*DOCUMENT*:
________________________
D’abord, tout petit, j’ai contemplé les livres de mes parents qui se sont rencontrés en mai 68 à Toulouse. Pas mal de brûlots des éditions Maspero et autres du même acabit… Je les tripotais, saisissant sans doute qu’ils recelaient des choses considérables.
Plus tard, vint la folie des BD : de Gotlib à Marvel.
Et puis l’adolescence… pendant cette période, mes hormones me forcèrent à oublier la lecture, en dehors des magazines d’actualité, de l'Equipe et de Rock’n Folk.
Mais la critique musicale est heureusement lieu de refuge de l’exigence littéraire. Et il arrive souvent aux commentateurs sportifs de se lâcher.
De temps en temps, je feuilletais encore les ouvrages de la bibliothèque familiale A quatorze ans, je n’avais aucune culture littéraire classique, mais je savais expliquer les théories de Charles Fourier, de Proudhon, et je savais qui étaient les « Tupamaros ».
J’étais en Seconde quand le premier déclic survint : la lecture du Grand Meaulnes. Je garde le sentiment d’avoir goûté à la puissance onirique de la littérature. Et le désir d’y retoucher ne m’a jamais quitté.
Puis je fus reçu dans une hypokhâgne de province. La principale tâche était de lire, à foison. Et depuis lors, je n’ai plus vécu sans avoir un livre ouvert. Quand je finis un livre le soir, je le range, et lis une page du suivant avant de me coucher. Pour ne pas interrompre le fil de cette "vie parallèle" qui s’offre à moi.
Lire, c’est la liberté. Pas seulement celle que procure l’esprit critique nourri par la lecture, qui à tout moment peut vous délivrer d’un préjugé. Mais aussi et peut-être surtout l’impression délicieuse de se libérer d’une gangue. J’imagine que l’Opium doit procurer un ressenti du même ordre. Lire permet de converser avec les morts, avec n’importe qui, de se glisser dans toutes les peaux et d’être la petite souris qu’on rêve…
Adolescent, j’ai souvent songé que je volais, par exemple pour aller rejoindre une copine laissée au port… Et la lecture permet, quelque peu, de s’affranchir du temps, de l’espace, des échecs , des renoncements et des oublis, des frontières matérielles ou sociales, et même de la Morale.
________________________
*DONNÉES DISPONIBLES*:
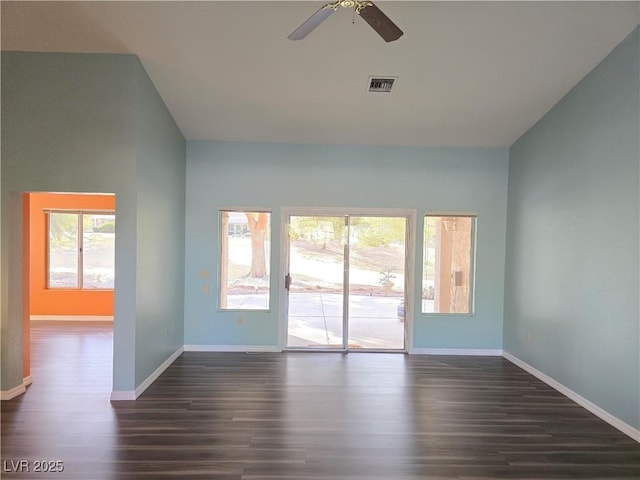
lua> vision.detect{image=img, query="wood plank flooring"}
________________________
*CONSIGNE*: Recopiez sans rien changer le passage du texte sur la lecture qui commence par les mots « Plus tard, vint » et finit par « de se lâcher. ».

*RÉPONSE*:
Plus tard, vint la folie des BD : de Gotlib à Marvel.
Et puis l’adolescence… pendant cette période, mes hormones me forcèrent à oublier la lecture, en dehors des magazines d’actualité, de l'Equipe et de Rock’n Folk.
Mais la critique musicale est heureusement lieu de refuge de l’exigence littéraire. Et il arrive souvent aux commentateurs sportifs de se lâcher.